Exercise objective
Transcribe the material below without any change, from the line containing "Each instance of the tiger eye" up to and including the line containing "[[240, 172], [260, 170]]".

--

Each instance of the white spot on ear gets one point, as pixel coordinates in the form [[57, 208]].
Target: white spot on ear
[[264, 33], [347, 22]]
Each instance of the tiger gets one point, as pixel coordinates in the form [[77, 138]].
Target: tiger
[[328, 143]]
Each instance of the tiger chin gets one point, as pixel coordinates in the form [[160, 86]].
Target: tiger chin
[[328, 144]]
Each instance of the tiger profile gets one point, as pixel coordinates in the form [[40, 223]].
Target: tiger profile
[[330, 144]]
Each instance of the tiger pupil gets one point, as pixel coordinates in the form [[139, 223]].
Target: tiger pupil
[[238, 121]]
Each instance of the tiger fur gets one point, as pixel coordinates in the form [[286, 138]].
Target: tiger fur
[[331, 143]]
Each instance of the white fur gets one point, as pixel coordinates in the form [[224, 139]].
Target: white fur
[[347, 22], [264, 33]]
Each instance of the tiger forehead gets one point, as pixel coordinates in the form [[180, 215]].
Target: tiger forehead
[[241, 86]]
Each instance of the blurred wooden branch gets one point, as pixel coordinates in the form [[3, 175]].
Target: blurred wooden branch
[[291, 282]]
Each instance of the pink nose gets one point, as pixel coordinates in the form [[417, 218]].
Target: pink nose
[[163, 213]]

--

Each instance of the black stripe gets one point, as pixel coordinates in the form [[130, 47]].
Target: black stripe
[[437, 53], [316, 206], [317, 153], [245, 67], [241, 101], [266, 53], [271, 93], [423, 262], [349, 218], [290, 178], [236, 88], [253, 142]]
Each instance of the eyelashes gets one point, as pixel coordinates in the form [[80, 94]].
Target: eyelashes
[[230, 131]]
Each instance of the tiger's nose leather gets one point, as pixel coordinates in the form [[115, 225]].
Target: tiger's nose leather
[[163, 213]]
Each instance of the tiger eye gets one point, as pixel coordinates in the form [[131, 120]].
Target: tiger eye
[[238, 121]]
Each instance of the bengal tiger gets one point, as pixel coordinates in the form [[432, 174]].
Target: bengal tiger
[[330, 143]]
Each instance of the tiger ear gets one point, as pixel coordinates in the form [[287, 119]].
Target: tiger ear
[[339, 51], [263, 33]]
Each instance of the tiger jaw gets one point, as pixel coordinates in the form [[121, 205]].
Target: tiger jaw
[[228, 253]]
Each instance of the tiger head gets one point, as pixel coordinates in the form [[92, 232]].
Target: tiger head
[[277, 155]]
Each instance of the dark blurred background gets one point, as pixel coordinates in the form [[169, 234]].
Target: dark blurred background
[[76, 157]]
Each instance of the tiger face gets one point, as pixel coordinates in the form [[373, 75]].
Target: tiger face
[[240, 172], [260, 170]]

--

Solution for this exercise
Each instance of the tiger eye gets one point, as pixel coordinates in the form [[131, 120]].
Target: tiger eye
[[238, 121]]
Each instance of the bengal tiger gets one point, as pixel coordinates in the form [[432, 174]].
Target: bengal tiger
[[330, 143]]
Each instance of the tiger ear gets one point, as pixel coordinates in the form [[287, 119]].
Target: tiger ear
[[339, 51], [263, 33]]
Each instance of the tiger jaw gets one point, as pixel coordinates in the form [[121, 205]].
Target: tiger jaw
[[228, 253]]
Each instance of the tiger head gets one point, as pixel coordinates in the form [[92, 232]].
Target: tiger head
[[277, 155]]
Each instance of the dark blurred background gets one point, as pixel coordinates in the form [[169, 234]].
Target: dark blurred background
[[76, 157]]
Each instance of the tiger face gets one point, as pixel coordinates in the form [[373, 75]].
Target: tiger face
[[240, 172], [260, 170]]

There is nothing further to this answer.